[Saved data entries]
▬▬▬▬▬▬▬▬▬▬

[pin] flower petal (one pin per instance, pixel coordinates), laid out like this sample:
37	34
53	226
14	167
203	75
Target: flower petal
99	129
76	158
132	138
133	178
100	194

▬▬▬▬▬▬▬▬▬▬

Please copy every row above without changing a single character.

[pin] flower petal (one pin per instance, pixel coordinates), laid out like this sample:
37	34
53	226
14	167
203	75
Target: flower petal
99	129
76	158
132	138
133	178
100	194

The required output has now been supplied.